# START OF Task input

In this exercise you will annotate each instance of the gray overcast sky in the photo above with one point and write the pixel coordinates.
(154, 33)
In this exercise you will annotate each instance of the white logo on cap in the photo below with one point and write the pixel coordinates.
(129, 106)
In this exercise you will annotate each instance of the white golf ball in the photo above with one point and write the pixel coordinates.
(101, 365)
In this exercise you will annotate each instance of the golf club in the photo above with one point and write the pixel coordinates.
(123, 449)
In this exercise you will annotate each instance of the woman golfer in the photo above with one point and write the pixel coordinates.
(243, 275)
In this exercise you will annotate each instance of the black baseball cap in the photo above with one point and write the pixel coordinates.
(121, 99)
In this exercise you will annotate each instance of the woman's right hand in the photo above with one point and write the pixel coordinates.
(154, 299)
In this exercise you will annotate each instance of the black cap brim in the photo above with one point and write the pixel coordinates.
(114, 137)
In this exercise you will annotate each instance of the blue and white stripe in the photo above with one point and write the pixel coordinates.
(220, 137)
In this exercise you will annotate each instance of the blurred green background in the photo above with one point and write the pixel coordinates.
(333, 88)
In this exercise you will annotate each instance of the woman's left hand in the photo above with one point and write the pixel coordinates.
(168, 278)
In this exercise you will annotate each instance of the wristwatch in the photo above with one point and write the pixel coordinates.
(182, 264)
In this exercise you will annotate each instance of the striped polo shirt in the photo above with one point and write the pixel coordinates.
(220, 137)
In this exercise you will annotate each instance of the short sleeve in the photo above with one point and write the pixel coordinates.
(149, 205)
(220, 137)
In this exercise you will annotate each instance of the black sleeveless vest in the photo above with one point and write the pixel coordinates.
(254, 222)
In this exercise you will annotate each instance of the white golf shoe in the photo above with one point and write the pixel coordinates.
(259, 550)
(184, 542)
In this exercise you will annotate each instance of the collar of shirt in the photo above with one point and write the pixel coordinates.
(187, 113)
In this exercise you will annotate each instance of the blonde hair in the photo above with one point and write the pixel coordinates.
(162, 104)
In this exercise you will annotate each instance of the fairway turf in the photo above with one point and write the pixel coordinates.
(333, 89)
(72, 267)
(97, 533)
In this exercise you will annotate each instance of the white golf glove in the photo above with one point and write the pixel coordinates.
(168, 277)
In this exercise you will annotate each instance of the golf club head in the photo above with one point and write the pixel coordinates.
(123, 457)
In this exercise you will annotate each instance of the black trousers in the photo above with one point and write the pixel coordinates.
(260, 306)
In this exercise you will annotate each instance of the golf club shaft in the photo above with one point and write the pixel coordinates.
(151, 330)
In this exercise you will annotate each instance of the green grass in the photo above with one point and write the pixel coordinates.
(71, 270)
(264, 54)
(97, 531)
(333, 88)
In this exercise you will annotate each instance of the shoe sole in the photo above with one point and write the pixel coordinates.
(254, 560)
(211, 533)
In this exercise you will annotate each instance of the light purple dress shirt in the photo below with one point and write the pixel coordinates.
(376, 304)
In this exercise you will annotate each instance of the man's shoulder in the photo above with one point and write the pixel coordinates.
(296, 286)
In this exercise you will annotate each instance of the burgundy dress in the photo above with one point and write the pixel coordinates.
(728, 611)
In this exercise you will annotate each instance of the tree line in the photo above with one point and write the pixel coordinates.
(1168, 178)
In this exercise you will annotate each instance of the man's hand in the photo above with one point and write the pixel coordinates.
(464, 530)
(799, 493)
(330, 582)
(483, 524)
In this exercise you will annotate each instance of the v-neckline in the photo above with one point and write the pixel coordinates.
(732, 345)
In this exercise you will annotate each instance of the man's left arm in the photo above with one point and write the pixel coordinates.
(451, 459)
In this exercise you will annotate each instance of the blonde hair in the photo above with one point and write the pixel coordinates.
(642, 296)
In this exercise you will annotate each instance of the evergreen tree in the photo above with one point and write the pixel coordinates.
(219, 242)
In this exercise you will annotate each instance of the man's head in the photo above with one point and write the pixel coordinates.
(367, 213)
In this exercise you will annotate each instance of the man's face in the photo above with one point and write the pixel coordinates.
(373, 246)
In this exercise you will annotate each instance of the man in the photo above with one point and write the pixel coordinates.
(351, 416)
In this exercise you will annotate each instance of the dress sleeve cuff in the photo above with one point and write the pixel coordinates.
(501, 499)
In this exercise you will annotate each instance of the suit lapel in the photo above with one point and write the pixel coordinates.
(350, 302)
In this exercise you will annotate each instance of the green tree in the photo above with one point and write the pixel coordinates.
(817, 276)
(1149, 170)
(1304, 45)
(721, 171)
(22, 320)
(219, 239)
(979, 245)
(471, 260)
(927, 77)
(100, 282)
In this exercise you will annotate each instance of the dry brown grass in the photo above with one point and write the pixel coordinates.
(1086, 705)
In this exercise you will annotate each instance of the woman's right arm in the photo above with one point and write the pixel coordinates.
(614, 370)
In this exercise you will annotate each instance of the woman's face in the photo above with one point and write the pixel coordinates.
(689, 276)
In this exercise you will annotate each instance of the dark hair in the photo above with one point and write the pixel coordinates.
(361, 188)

# END OF Task input

◆ What is being asked
The records above should be duplicated in full, exactly as given.

◆ Result for this exercise
In this exercise you will annotate each instance of the gray overcast sky in the photo above with one point and write the pixel coordinates.
(154, 33)
In this exercise you will annotate each instance of the white logo on cap in the photo below with one point and write the pixel coordinates.
(129, 106)
In this exercise you will annotate each instance of the white golf ball in the photo above with one point and write the pixel coordinates.
(101, 365)
In this exercise you will annotate each instance of the golf club in the photo above with one point and write the pixel coordinates.
(123, 449)
In this exercise you will annotate each instance of the woman golfer in the photo above with one point and write the pixel coordinates.
(243, 275)
In this exercise you will annotate each instance of the black baseball cap in the photo above with one point and write the pixel coordinates.
(121, 99)
In this exercise you will annotate each instance of the woman's right hand in the photo above with one point and write the pixel coordinates.
(154, 299)
In this exercise you will annotate each instance of the black cap brim in the photo above with one point and write the pixel coordinates.
(114, 137)
In this exercise you will annotate each instance of the blue and white stripe in the photo above with one point and write the pixel coordinates.
(220, 137)
In this exercise you will annotate each instance of the blurred green background in the photo above with one point and write the pixel coordinates.
(333, 88)
In this exercise you will annotate each instance of the woman's left hand in the photo above with one point and write the pixel coordinates.
(168, 278)
In this exercise you will annotate each instance of the wristwatch in the photo above with one point and write the pixel coordinates.
(182, 264)
In this exercise you will annotate each instance of the striped polo shirt in the photo above with one point and write the pixel coordinates.
(220, 137)
In this exercise you will annotate each instance of the short sleeve in the photo above with one point and write the pixel coordinates.
(149, 205)
(220, 137)
In this exercise you will annotate each instance of the black sleeveless vest in the photo above with one point and write the pixel coordinates.
(254, 222)
In this exercise you will annotate each instance of the white golf shoe in the photo above with one point and write the pixel coordinates.
(259, 550)
(184, 542)
In this exercise you will annotate each instance of the collar of shirt in the photo above with one point and write the pixel coordinates.
(187, 113)
In this exercise you will annotate each instance of the blonde hair in the photo above with one point and write the pixel coordinates.
(162, 104)
In this exercise you will annotate each instance of the fairway turf in the photo above with one point and write the pixel coordinates.
(333, 89)
(72, 267)
(97, 533)
In this exercise you will annotate each instance of the white golf glove in the photo above with one point and write the pixel coordinates.
(168, 277)
In this exercise you will annotate each instance of the golf club head in the photo above with one point and write the pixel coordinates.
(123, 457)
In this exercise you will annotate each instance of the black trousers in the photo above with one point and write the pixel coordinates.
(260, 306)
In this exercise you will annotate each instance of the golf club shaft in the photo above with one point and write the pixel coordinates.
(151, 330)
In this exercise you will annotate each instance of the green grass in the photo above with one point and write the pixel coordinates.
(71, 270)
(264, 54)
(97, 531)
(333, 88)
In this exercise you will annotate each instance of the shoe sole in the photo above with one point and write the pixel coordinates.
(254, 560)
(211, 533)
In this exercise you will annotate each instance of the light purple dress shirt in the photo below with one point and write the pixel coordinates.
(376, 304)
In this exercise you will annotate each instance of the man's shoulder in the photo above with one point and write the pixel coordinates.
(296, 286)
In this exercise you will annotate each instance of the burgundy dress in the photo above with one point and write the pixel coordinates.
(728, 611)
In this exercise you will annotate each instance of the tree line in the photo above with one point and write the pixel coordinates.
(1168, 178)
In this exercise you will annotate each instance of the man's hand in the photo above with one point and write the pixel coordinates.
(464, 530)
(799, 493)
(330, 582)
(483, 524)
In this exercise you will annotate each instance of the v-neckline in the photo above with one point and write the pixel coordinates.
(732, 345)
In this exercise you will annotate each instance of the man's left arm in the photo above with one point and write the pixel coordinates.
(451, 459)
In this exercise you will annotate each instance of the blonde hair in the photo above with one point and write the pixel coordinates.
(642, 296)
In this exercise you will annotate each instance of the evergreen tree in the photo above with one point and write the pixel coordinates.
(219, 242)
In this exercise you will annotate each instance of the man's head in the photo above with one point and write the pixel coordinates.
(367, 213)
In this exercise you will annotate each instance of the man's face in the photo above with one point and write the pixel coordinates.
(373, 246)
In this exercise you will annotate each instance of the man in the photo above with one point and write the pixel coordinates.
(351, 416)
In this exercise you will annotate each instance of the dress sleeve cuff in the photo above with one point and write the pixel coordinates.
(501, 499)
In this exercise you will annotate each instance of the suit lapel in the photo above with one point and write the pixel coordinates.
(350, 302)
In this exercise you will annotate each instance of the green tree in the photo above with one point and write the pixel coordinates.
(817, 276)
(1149, 170)
(1304, 45)
(721, 171)
(22, 320)
(219, 239)
(979, 245)
(471, 260)
(927, 77)
(100, 282)
In this exercise you will annotate each instance of the dry brown grass in the photo above with one point and write the pixel coordinates.
(1086, 705)
In this exercise you will annotate each instance of the woman's right arm in the photo above with one point and write the pixel coordinates.
(614, 370)
In this exercise you will annotate each instance of the woman's face in the photo above with one point and write the pixel coordinates.
(689, 276)
In this exercise you will annotate each instance of the dark hair in the photo above with one point and write the pixel coordinates.
(361, 188)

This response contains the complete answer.